_Aim of the exercise_
Leave out all pictures while repeating the records exactly and completely.

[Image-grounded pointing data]
□ □ □

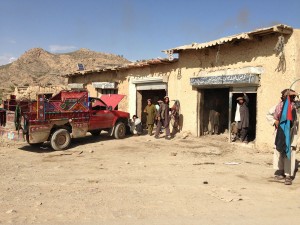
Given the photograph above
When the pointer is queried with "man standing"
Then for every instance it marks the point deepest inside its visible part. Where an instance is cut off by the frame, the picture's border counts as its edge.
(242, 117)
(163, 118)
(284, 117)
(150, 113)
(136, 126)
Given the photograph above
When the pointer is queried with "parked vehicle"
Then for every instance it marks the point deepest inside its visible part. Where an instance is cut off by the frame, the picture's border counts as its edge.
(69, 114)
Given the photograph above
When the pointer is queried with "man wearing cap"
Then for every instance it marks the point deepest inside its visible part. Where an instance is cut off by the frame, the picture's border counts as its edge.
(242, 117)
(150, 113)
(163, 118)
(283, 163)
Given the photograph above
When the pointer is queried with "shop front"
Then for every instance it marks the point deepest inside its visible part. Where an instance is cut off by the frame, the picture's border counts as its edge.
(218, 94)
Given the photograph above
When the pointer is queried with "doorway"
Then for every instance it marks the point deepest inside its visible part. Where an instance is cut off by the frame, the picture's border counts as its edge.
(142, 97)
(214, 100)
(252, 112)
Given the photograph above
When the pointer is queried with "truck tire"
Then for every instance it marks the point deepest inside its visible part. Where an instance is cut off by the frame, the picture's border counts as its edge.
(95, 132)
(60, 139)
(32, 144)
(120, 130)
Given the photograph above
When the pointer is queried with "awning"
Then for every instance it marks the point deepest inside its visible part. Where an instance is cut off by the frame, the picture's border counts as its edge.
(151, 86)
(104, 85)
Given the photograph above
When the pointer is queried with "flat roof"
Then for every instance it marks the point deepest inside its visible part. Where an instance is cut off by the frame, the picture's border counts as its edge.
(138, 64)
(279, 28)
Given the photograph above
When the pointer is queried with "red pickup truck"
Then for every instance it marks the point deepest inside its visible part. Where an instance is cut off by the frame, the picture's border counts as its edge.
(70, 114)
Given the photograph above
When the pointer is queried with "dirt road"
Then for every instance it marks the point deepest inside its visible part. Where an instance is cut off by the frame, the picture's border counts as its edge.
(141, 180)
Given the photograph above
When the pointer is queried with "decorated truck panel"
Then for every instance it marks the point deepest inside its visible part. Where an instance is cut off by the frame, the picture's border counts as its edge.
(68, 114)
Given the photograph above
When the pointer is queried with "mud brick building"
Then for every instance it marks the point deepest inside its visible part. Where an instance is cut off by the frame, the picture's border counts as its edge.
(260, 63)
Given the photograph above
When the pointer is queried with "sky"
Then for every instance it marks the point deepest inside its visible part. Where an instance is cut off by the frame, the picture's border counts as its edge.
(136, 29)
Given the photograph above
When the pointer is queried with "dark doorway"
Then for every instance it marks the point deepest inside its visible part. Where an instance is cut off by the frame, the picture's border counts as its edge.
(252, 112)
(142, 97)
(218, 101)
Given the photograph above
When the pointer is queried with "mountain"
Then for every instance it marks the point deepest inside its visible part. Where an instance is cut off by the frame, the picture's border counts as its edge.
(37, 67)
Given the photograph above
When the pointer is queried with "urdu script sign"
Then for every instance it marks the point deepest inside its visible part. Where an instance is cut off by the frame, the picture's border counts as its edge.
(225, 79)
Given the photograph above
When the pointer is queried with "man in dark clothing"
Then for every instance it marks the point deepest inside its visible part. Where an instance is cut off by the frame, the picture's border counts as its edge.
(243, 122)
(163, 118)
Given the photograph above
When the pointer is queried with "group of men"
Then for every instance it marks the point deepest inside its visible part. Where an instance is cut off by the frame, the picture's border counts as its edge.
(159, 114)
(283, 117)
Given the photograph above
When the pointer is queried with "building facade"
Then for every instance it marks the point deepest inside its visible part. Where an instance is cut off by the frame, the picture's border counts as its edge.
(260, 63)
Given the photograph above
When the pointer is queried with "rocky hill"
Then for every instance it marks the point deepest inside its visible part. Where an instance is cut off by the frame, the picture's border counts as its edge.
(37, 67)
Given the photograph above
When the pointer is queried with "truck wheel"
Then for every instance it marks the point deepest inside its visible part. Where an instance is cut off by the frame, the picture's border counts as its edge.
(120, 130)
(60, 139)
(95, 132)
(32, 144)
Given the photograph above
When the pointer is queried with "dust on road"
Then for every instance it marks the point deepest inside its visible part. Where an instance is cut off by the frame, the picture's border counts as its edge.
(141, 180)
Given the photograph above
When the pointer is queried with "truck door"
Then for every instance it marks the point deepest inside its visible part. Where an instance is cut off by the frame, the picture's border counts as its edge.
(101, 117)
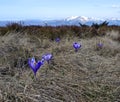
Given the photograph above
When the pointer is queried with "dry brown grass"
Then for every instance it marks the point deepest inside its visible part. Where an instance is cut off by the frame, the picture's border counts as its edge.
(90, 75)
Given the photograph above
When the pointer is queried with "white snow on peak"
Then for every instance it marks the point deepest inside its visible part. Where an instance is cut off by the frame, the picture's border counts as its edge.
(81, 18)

□ □ □

_Exercise result_
Given the photograph above
When the pointer is queried with "man standing"
Then for every instance it marks the point deepest inside its visible part. Where an instance is cut off by the frame, the picture's border counts as its edge.
(242, 117)
(163, 118)
(284, 117)
(150, 113)
(136, 126)
Given the photograph above
When the pointer is queried with "parked vehicle"
Then for every instance it marks the point deepest inside its visible part. Where an instance is cut off by the frame, the picture's border counts as its edge.
(69, 114)
Given the photograph above
When the pointer is queried with "man wearing cap"
Then for every instance it marks the point deepest inside its visible part. Where an instance is cut off by the frame, the picture's border counts as its edge.
(242, 117)
(150, 113)
(163, 118)
(283, 163)
Given the photograph above
When the pointer is queried with "shop front"
Then for every instance it marks the point deepest inside its visible part. Where an instance is cut off by the frame, the picture's border counts as its edge.
(218, 94)
Given the photograph above
When the pointer is queried with "doorway"
Then for every instance it marks the point deepest inside its visible part. Where an instance is cut off by the frame, the picture's border counts as its edge.
(142, 97)
(214, 100)
(252, 112)
Given the photograph above
When the pointer is queried with "truck tire"
Then for every instance it marks the point deepest inside its visible part. Where an instance is cut off by the frame, the picture's border counts as its edge.
(95, 132)
(60, 139)
(32, 144)
(120, 130)
Given the photograph above
When the pointer is queried with "awning"
Then for every instance it marks the point deepest inside its visible part. Where an instance is cut off by the frame, the picture's border counts as its edge.
(151, 86)
(104, 85)
Given the photograph above
When the pointer is queried with "flat roof"
Then for every instance it marks the point deepest inside its visible part. Where an instance is cut off by the frame, the picture's border counts as its edge.
(138, 64)
(279, 28)
Given the photograph above
When the pointer is queried with "red pickup truck"
Then for every instance it marks the point deepest inside its visible part. Where an instance is cut off by the frame, the picture's border counts as its edge.
(70, 114)
Given the photograph above
When the pointer is queried with "dirt road"
Then for every instance it marks the point deepest inside its visible part. Where an instance is cut off by the frame, the picture's border counts as its edge.
(141, 180)
Given the photograph above
When the pointer is queried with "decorated truck panel"
Then for every instance it marks the point deepest inside its visible part. Where an instance is cut off by the frame, the picture's border counts as its edge.
(68, 114)
Given the photograph above
When the pointer is queried with "mud brick building"
Then for every instance it marks the point deepest inside its visible part. Where an instance is cut off by the frame, the picture's border counts as its edge.
(260, 63)
Given the photograph above
When the pointer is queried with "sky"
Then for every instance it marks the point deepest inside its visible part. Where an instance is cut off by the frame, the picture's border counts as its edge.
(136, 29)
Given the photograph above
When the pointer is queried with "dark doorway"
Then for every instance it marks the point deepest inside its visible part. Where an instance is cut off by the frame, the picture's border counts as its edge.
(252, 112)
(142, 97)
(218, 101)
Given the photograph above
When the pointer is queried with "mountain"
Then for every instance it marks the point deepest inside its visible part. Where an instance is cut off by the frame, the picture's border counts as its edge.
(37, 67)
Given the photograph above
When the pointer is queried with "urdu script sign"
Then for every instance it marks the point deepest inside its visible part. Where an instance is cut off by the frame, the picture's border counts as its edge.
(225, 79)
Given the photograph above
When the pointer is queried with "man in dark clothing"
Then for every instance it marks the point deepest inside its visible part. Where an instance is cut off by the frame, the picture's border counts as its edge.
(243, 122)
(163, 118)
Given the photograph above
When the pointer is queried with "group of men"
Then for every instance it marks the point deepest inside its visible part. Where an instance is cut off by the frame, the picture's border counts as its edge.
(159, 114)
(283, 117)
Given the photograph above
When the pointer is queried with "building facade"
Then for every instance it marks the point deepest inside its visible part. Where an instance is cut off by the frame, the picture's border counts as its edge.
(260, 63)
Given the photograph above
When the pointer is queried with "rocky hill"
Then for every instance it marks the point deepest inside its visible part. Where an instance is cut off by the frame, the picture's border counts as its edge.
(37, 67)
Given the photograph above
When the pointer is queried with "truck wheel"
Then for every instance it marks the point deepest inside its visible part. Where an instance is cut off by the frame, the picture's border counts as its edge.
(120, 130)
(60, 139)
(95, 132)
(32, 144)
Given the photograph above
When the pointer is queried with "dust on road"
Then for every instance it marks the point deepest inside its visible part. Where an instance is cut off by the frame, the picture's border counts as its edge.
(141, 180)
Given the photograph above
When the pointer is queried with "truck door"
Then for every instance it marks the point deepest inside its visible part. Where an instance is cut off by the frame, the picture's border counts as its edge.
(101, 117)
Given the photograph above
When the pointer is queried with "dry brown grass"
Then for every instance it marks the point deepest inside its visible part. Where an instance is cut off by the frame, the picture's border counts as its edge.
(90, 75)
Given the photograph above
When the pointer is queried with "white snow on peak"
Then for every instance it marks the point deepest inside its visible part. Where an instance is cut off by the frame, the picture's border counts as its edge.
(81, 18)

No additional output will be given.